== Segment start ==

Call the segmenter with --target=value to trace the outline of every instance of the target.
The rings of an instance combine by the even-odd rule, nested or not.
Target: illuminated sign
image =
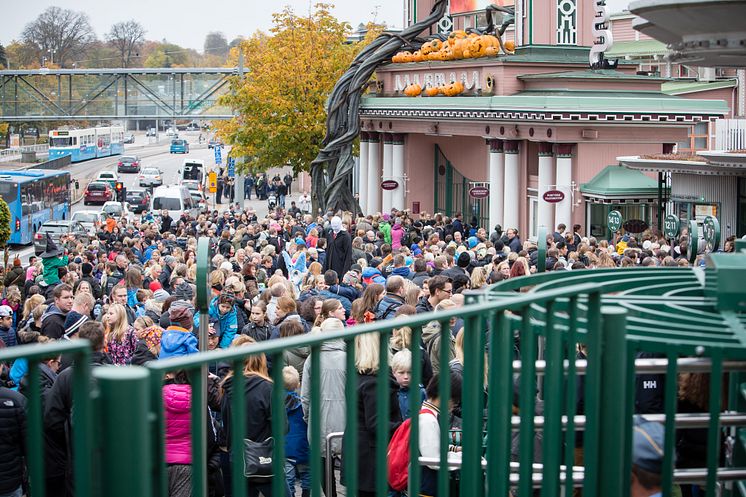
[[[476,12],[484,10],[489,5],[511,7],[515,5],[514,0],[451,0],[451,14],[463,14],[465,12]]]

== Segment end ==

Exactly as they appear above, give the records again, without their pictures.

Call the segmenter with --target=value to trace the outline of every instance of the target.
The rings of an instance combine by the even-odd rule, nested or not.
Target: illuminated sign
image =
[[[476,12],[484,10],[489,5],[511,7],[515,5],[514,0],[451,0],[451,14],[463,14],[465,12]]]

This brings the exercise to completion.